* Trecho selecionado
=======

Não somos estáticos, mas vamos no expandindo ao longo da vida, regando
ambientes secos e áridos. Às vezes pensamos que só quando estivermos saciados
poderemos saciar, ou só quando formos água boa poderemos matar sedes. No
entanto, em nós convivem miséria e grandeza, força e fragilidade, estagnação e
movimento, água boa e água pior. Simultaneamente, somos água e somos sede. E o
encontro destas duas realidades constitui nossa verdadeira identidade.
Tentar
só guardar a nossa água ou permanecer fechados na nossa sede faz-nos definhar e
morrer. Sondar as nossas águas e oferecer as nossas sedes é caminho comum de
vida e redenção.
Afinal,
Jesus fez-se sede para nos redimir.

=======

* Instrução A
Nas linhas do material fornecido abaixo, considere a parte que começa na linha que contém "the rocky shoreline" e vai até a última linha, incluindo ambas as extremidades. Expresse essa parte como uma lista JSON de strings, uma para cada linha, omitindo as linhas em branco.

=======

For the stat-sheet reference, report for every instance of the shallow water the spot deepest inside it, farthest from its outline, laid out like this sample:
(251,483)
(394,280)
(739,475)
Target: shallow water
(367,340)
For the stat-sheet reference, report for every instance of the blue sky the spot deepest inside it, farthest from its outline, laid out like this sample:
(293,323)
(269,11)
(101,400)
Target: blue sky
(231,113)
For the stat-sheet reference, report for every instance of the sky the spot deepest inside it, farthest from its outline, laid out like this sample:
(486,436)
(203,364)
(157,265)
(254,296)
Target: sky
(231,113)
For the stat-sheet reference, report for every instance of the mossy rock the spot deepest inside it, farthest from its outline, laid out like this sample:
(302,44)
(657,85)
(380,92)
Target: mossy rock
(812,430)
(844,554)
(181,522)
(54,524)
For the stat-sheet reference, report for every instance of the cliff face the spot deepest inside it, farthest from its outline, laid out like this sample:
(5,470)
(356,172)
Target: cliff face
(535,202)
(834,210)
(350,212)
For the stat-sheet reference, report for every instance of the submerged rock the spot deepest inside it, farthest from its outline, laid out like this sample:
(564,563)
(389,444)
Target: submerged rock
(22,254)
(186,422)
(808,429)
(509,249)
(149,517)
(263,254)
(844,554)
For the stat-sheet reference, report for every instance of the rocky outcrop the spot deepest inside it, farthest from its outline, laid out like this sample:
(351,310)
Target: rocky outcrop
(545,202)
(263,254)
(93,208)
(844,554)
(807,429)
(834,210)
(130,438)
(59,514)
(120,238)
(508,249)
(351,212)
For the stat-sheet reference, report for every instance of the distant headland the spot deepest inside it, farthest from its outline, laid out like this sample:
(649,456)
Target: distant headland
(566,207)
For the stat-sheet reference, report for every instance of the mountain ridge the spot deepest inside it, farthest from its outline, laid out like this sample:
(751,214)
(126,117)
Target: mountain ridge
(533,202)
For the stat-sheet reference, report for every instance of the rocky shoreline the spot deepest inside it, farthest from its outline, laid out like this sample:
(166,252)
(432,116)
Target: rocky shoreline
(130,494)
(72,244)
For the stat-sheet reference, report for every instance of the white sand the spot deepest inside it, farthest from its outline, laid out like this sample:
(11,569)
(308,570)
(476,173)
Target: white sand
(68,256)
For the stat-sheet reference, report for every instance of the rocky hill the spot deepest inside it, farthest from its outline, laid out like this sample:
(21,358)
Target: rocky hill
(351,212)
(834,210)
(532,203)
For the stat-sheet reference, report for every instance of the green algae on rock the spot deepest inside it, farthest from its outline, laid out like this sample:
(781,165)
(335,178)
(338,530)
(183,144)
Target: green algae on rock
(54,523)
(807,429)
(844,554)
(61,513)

=======

* Instrução B
Segundo o trecho selecionado, o que Jesus fez para nos redimir?

* Resposta esperada A
[
  "For the stat-sheet reference, report for every instance of the rocky shoreline the spot deepest inside it, farthest from its outline, laid out like this sample:",
  "(166,252)",
  "(432,116)",
  "Target: rocky shoreline",
  "(130,494)",
  "(72,244)",
  "For the stat-sheet reference, report for every instance of the white sand the spot deepest inside it, farthest from its outline, laid out like this sample:",
  "(11,569)",
  "(308,570)",
  "(476,173)",
  "Target: white sand",
  "(68,256)",
  "For the stat-sheet reference, report for every instance of the rocky hill the spot deepest inside it, farthest from its outline, laid out like this sample:",
  "(21,358)",
  "Target: rocky hill",
  "(351,212)",
  "(834,210)",
  "(532,203)",
  "For the stat-sheet reference, report for every instance of the green algae on rock the spot deepest inside it, farthest from its outline, laid out like this sample:",
  "(781,165)",
  "(335,178)",
  "(338,530)",
  "(183,144)",
  "Target: green algae on rock",
  "(54,523)",
  "(807,429)",
  "(844,554)",
  "(61,513)"
]

* Resposta esperada B
Jesus fez-se sede.